*What you will do*:
• A. Summarize the btrfs thread in two sentences.
• B. According to the btrfs thread, how many drives made up the LVM volume group that held the file system, and what kind were they?

*Excerpt*:
+++
Chris Murphy <lists@colorremedies.com> wrote:

> If you can post the entire dmesg somewhere that'd be useful. MUAs tend
> to wrap that text and make it unreadable on list. I think the problems
> with your volume happened before the messages, but it's hard to say.
> Also, a generation of nearly 5000 is not that new?

The file system was only a few days old.  It was on an lvm volume group
which consisted of two ssd drives, so I am not sure what you are saying
about lvm cache -- how could I do anything different?


> 
> On another thread someone said you probably need to specify the device
> to mount when using Btrfs and lvmcache? And the device to specify is
> the combined HDD+SSD logical device, for lvmcache that's the "cache
> LV", which is the OriginLV + CachePoolLV. If Btrfs decides to mount
> the origin, it can result in corruption.

See above.


-- 
Your life is like a penny.  You're going to lose it.  The question is:
How do
you spend it?

         John Covici
         covici@ccs.covici.com

^ permalink raw reply	[flat|nested] 14+ messages in thread

* Re: btrfs problems on new file system
  2015-12-26  5:20     ` Duncan
@ 2015-12-26  7:44       ` covici
  0 siblings, 0 replies; 14+ messages in thread
From: covici @ 2015-12-26  7:44 UTC (permalink / raw)
  To: Duncan; +Cc: linux-btrfs

Duncan <1i5t5.duncan@cox.net> wrote:

> covici posted on Fri, 25 Dec 2015 16:14:58 -0500 as excerpted:
> 
> > Henk Slager <eye1tm@gmail.com> wrote:
> > 
> >> On Fri, Dec 25, 2015 at 11:03 AM,  <covici@ccs.covici.com> wrote:
> >> > Hi.  I created a file system using 4.3.1 version of btrfsprogs and
> >> > have been using it for some three days.  I have gotten the following
> >> > errors in the log this morning:
> 
> >> > Dec 25 04:10:16 ccs.covici.com kernel: BTRFS (device dm-20): parent
> >> > transid verify failed on 51776421888 wanted 4983 found 4981
> 
> [Several of these within a second, same block and transids, wanted 4983, 
> found 4981.]
> 
> >> > The file system was then made read only.  I unmounted, did a check
> >> > without repair which said it was fine, and remounted successfully in
> >> > read/write mode, but am I in trouble?  This was on a solid state
> >> > drive using lvm.
+++
*Supplied material*:
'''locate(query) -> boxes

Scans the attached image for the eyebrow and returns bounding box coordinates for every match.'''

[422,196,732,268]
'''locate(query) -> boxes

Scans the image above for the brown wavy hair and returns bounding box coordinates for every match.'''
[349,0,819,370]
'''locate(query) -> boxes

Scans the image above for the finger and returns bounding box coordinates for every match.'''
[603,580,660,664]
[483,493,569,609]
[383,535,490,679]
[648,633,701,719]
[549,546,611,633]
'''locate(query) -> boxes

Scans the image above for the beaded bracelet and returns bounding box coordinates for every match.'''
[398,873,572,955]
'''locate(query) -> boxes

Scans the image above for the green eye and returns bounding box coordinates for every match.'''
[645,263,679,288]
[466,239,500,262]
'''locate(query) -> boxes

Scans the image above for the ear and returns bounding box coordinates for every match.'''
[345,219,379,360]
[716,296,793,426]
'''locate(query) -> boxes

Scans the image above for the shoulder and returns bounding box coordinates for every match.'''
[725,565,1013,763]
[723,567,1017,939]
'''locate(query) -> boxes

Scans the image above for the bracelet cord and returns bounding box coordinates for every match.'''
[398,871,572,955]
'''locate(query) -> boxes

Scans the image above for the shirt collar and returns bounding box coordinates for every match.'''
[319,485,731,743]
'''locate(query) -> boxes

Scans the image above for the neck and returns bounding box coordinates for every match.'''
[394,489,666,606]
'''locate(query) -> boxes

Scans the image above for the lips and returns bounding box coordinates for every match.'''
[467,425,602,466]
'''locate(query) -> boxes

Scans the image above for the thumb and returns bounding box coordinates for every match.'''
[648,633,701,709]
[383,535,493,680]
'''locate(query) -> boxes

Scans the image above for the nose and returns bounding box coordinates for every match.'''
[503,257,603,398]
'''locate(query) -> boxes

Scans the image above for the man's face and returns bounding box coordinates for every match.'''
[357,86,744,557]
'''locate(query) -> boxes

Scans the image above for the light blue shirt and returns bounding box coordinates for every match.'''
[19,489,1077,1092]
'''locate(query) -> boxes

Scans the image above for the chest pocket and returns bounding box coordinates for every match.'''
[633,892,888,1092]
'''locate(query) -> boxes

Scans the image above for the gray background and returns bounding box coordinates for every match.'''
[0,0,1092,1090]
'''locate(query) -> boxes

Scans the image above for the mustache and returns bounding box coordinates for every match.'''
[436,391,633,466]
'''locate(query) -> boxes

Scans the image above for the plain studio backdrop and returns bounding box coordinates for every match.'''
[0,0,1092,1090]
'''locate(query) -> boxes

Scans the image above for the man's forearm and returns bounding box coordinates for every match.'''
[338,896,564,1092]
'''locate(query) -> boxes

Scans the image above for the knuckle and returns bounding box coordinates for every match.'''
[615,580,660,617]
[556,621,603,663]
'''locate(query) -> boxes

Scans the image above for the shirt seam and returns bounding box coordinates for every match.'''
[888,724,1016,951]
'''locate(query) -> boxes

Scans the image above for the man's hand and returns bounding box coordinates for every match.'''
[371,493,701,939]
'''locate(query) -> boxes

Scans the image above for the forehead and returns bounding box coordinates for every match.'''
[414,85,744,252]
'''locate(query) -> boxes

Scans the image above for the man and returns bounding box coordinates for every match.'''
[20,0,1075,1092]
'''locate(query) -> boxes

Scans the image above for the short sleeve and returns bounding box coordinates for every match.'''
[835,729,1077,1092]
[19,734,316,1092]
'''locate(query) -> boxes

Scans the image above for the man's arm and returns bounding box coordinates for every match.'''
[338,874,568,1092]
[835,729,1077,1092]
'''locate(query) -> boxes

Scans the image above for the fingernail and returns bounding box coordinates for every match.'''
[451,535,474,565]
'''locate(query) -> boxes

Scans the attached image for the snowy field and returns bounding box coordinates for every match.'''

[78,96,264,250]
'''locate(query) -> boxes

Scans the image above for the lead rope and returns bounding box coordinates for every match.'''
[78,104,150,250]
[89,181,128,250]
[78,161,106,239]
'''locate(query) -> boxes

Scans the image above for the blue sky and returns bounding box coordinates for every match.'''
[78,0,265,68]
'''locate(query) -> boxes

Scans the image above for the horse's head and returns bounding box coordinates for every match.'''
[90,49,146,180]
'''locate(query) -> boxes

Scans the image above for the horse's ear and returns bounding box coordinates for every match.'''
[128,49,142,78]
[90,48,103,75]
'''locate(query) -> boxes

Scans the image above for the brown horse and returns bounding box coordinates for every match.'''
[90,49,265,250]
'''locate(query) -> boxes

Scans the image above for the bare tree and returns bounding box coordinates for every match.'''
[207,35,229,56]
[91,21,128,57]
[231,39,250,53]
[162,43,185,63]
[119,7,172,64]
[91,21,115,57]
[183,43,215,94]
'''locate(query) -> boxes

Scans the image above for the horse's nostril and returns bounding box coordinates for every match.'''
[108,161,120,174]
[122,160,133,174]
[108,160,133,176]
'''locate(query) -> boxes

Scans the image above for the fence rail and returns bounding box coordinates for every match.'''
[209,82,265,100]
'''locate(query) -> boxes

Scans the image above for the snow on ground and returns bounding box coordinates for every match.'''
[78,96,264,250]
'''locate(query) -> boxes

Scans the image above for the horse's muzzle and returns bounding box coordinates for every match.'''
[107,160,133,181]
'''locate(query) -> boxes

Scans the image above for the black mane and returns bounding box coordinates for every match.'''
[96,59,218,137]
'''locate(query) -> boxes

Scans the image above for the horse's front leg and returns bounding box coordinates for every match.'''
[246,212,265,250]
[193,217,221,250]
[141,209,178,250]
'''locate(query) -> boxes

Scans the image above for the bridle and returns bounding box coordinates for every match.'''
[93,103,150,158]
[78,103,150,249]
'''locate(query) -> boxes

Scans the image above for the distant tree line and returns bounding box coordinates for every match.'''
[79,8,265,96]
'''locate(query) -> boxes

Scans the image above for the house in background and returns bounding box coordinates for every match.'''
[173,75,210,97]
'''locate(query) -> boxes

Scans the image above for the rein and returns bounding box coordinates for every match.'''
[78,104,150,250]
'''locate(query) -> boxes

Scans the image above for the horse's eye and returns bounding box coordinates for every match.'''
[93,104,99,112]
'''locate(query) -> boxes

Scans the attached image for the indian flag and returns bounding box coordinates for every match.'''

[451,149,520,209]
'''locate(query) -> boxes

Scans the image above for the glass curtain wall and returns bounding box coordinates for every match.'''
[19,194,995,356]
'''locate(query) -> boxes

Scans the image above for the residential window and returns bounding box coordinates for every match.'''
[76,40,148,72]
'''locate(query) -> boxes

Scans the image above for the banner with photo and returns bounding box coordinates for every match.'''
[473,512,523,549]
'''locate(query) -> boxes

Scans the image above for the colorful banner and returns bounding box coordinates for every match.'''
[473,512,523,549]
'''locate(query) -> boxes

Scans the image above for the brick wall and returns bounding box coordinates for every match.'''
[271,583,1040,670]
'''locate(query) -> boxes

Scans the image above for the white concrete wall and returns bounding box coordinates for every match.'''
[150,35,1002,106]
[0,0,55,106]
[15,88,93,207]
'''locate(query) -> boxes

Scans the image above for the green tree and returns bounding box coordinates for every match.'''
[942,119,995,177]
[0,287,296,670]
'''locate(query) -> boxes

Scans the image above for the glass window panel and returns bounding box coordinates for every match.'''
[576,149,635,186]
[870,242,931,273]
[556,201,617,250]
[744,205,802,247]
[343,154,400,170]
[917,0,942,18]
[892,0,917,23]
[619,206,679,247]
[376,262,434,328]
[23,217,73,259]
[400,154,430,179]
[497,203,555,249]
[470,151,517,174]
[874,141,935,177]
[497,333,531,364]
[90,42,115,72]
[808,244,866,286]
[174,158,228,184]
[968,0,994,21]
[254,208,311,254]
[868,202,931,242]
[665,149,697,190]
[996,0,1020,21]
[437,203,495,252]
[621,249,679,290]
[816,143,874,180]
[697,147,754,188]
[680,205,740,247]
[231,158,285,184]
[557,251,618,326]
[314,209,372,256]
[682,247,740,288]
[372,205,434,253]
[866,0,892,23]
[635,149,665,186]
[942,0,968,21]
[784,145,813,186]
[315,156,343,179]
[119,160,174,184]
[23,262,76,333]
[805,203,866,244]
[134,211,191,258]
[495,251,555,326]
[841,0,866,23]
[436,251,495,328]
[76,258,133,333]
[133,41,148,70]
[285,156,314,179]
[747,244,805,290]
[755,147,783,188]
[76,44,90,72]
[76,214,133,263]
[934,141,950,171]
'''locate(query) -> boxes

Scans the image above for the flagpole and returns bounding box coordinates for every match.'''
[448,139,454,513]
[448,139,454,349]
+++
*Solution set*:
• A. After about three days of use, a btrfs file system created with btrfsprogs 4.3.1 on LVM logged "parent transid verify failed" errors and was made read-only; a check without repair reported it fine, and it was then remounted in read/write mode. Replying to a request for the full dmesg and a suggestion that lvmcache setups should mount the combined cache LV, the poster says the file system was only a few days old and sat on an LVM volume group of two SSD drives.

• B. Two SSD drives.